Copy every line of the listing that contains the word "plate", treating uppercase and lowercase as different.

** BEGIN Entries supplied **

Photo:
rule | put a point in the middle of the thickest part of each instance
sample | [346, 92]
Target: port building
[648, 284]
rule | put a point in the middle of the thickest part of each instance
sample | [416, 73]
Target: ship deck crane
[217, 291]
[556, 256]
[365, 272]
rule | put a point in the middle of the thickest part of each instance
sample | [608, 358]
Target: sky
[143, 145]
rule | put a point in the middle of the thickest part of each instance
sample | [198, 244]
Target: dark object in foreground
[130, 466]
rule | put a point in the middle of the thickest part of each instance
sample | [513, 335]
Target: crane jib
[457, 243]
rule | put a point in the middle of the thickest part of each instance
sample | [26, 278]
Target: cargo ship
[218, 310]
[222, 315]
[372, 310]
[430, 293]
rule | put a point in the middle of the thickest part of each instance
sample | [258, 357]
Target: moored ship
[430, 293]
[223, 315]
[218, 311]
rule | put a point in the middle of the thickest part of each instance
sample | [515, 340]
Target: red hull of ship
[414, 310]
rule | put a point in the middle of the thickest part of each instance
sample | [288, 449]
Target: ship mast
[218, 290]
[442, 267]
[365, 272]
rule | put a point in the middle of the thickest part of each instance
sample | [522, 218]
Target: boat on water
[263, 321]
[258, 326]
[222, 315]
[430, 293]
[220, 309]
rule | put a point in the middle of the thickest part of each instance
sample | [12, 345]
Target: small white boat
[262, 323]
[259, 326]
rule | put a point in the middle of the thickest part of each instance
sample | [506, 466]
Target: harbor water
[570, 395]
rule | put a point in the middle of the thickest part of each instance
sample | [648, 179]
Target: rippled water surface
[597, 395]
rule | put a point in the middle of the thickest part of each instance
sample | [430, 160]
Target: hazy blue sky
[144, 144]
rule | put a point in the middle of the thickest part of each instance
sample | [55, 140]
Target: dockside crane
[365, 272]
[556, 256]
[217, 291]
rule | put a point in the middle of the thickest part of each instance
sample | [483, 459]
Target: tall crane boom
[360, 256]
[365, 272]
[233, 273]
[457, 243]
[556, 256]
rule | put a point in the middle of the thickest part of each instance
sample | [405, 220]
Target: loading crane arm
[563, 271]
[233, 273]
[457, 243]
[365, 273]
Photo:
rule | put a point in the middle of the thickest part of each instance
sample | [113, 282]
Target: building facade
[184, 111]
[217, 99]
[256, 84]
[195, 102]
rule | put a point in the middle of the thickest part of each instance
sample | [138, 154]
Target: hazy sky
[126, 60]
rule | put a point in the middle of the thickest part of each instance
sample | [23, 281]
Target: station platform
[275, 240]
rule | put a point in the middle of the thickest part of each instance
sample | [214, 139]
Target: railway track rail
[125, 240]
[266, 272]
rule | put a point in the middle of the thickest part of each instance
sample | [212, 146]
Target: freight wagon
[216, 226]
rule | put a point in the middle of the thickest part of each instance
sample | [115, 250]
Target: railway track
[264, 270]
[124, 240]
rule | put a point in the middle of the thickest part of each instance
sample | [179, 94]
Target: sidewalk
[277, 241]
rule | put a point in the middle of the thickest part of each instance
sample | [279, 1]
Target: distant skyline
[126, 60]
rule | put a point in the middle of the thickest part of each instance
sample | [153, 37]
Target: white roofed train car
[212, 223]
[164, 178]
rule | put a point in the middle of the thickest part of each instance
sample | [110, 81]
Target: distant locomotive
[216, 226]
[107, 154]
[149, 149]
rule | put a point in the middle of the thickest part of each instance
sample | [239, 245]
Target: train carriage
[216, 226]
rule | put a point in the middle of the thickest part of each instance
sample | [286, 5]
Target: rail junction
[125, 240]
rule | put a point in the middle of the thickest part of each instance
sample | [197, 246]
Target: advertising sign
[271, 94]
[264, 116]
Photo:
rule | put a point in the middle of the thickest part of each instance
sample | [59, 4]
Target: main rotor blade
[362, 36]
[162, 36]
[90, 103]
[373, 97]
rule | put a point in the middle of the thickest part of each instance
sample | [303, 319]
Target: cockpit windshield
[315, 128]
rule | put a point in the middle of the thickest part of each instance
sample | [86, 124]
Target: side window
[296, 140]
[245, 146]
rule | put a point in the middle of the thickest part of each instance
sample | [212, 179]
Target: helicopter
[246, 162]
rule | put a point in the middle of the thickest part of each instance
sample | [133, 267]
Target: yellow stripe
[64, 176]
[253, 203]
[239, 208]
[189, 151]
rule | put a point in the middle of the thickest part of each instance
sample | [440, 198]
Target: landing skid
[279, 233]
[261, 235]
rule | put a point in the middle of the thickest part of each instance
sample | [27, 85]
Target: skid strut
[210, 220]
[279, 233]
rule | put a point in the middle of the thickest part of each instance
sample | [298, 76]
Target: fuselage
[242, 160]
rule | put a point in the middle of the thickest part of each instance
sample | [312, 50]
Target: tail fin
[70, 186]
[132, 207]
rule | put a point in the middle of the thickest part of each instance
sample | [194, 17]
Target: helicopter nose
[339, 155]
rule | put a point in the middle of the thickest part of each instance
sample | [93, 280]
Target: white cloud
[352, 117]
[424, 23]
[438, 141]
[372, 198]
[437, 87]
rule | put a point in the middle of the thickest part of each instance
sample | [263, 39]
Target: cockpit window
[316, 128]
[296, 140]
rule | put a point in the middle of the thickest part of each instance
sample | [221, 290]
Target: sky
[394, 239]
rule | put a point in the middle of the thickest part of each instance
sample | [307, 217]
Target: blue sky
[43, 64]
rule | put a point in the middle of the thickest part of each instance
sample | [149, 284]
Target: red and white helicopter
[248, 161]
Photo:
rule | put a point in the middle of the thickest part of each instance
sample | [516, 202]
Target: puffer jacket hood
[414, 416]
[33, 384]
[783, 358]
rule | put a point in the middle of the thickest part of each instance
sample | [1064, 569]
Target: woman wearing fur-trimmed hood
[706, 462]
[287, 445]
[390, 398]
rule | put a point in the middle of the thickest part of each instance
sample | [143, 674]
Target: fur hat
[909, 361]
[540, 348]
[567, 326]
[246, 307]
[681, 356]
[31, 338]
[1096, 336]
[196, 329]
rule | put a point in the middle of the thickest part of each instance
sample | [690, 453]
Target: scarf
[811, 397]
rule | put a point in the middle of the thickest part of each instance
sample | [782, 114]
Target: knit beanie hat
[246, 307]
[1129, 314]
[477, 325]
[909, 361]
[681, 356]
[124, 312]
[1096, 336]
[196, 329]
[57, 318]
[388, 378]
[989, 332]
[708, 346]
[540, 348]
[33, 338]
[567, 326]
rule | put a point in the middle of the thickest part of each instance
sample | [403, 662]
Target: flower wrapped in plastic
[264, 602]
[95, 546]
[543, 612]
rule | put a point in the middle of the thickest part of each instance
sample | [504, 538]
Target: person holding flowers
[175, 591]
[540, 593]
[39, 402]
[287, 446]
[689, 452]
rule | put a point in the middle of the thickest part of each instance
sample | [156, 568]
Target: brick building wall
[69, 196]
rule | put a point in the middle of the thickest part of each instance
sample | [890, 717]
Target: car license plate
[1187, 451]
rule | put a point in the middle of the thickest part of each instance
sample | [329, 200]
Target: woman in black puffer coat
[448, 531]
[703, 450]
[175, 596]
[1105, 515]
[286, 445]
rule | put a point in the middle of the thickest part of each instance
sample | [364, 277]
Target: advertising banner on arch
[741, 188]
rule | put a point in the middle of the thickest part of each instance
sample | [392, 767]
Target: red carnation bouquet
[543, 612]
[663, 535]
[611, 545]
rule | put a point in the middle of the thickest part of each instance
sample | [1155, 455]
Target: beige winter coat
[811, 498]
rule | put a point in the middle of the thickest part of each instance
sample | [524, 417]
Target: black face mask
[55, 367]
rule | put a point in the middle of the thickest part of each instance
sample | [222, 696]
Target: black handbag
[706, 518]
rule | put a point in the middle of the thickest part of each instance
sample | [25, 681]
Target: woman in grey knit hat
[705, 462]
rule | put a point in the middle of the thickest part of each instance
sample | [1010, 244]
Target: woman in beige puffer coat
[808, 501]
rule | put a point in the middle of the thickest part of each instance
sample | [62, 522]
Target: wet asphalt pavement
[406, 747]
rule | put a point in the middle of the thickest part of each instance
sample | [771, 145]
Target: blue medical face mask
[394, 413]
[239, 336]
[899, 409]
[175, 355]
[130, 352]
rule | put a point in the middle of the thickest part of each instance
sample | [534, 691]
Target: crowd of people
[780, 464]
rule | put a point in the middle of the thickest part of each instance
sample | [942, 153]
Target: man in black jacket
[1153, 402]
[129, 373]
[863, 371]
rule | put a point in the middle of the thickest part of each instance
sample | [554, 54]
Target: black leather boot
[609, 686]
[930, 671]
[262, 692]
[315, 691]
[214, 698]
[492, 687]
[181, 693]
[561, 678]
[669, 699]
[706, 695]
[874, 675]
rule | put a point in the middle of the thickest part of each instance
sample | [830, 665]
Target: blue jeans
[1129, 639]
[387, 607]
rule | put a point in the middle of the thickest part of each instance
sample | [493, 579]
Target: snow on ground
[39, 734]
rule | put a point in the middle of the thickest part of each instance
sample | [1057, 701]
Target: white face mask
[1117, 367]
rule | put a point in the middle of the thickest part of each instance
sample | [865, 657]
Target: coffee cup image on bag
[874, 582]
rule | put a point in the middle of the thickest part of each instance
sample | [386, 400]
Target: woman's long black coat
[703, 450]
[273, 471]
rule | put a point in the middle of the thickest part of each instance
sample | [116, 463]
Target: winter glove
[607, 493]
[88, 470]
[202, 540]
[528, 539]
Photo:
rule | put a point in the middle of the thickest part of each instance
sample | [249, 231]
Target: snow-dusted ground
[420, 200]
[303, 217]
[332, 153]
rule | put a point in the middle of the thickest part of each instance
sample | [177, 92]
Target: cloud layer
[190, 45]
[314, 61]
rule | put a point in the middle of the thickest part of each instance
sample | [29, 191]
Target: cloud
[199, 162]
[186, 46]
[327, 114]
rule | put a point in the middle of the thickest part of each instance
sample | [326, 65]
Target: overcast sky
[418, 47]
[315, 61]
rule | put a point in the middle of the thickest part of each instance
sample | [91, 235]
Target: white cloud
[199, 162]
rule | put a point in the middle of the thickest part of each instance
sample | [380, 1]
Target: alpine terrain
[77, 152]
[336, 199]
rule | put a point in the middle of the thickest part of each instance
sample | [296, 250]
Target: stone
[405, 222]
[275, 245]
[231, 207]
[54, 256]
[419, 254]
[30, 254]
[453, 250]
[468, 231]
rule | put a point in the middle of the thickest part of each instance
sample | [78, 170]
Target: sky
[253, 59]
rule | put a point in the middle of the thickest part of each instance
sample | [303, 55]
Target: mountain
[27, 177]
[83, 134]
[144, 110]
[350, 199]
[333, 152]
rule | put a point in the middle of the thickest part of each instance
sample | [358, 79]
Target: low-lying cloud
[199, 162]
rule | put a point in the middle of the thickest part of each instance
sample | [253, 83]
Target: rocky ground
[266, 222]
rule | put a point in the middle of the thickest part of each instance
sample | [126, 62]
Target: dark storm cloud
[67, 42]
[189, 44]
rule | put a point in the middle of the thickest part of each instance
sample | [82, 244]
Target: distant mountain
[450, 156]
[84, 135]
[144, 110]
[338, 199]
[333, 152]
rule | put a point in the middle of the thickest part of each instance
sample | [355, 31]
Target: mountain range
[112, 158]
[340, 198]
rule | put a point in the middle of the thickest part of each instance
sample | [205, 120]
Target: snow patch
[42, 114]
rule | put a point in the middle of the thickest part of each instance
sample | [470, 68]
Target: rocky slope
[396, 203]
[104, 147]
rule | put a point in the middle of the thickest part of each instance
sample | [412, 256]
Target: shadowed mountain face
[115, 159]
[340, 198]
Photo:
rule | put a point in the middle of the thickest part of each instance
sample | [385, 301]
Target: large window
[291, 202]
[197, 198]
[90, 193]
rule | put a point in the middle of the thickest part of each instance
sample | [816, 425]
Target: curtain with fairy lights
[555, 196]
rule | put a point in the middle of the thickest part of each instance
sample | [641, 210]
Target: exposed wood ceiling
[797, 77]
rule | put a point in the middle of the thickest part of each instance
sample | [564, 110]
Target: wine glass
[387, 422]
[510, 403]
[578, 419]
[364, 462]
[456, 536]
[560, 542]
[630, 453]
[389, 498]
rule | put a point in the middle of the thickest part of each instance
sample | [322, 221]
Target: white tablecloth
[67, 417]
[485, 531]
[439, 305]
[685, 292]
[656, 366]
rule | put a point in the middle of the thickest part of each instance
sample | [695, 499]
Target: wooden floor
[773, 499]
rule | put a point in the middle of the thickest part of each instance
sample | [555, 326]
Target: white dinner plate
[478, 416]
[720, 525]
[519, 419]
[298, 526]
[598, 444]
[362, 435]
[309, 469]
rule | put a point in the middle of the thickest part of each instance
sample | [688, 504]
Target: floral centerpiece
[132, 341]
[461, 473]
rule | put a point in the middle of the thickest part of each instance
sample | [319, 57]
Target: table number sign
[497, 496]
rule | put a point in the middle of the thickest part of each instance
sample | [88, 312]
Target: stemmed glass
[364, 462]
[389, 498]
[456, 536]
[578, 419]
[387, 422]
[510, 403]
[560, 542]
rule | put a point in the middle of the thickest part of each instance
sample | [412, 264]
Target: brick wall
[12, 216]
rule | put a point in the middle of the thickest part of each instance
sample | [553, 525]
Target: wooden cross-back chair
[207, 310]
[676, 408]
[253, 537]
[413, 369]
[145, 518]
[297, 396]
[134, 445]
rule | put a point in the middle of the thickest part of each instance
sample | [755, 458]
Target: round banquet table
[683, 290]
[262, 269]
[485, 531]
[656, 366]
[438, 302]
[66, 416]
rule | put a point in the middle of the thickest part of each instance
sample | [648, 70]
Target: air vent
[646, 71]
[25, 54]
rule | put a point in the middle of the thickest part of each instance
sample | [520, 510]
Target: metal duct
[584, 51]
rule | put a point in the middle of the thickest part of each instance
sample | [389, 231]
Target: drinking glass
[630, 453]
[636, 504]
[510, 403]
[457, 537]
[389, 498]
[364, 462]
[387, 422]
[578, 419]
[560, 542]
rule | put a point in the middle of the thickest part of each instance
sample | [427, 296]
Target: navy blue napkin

** END Entries supplied **

> [Written response]:
Target: car license plate
Target: white dinner plate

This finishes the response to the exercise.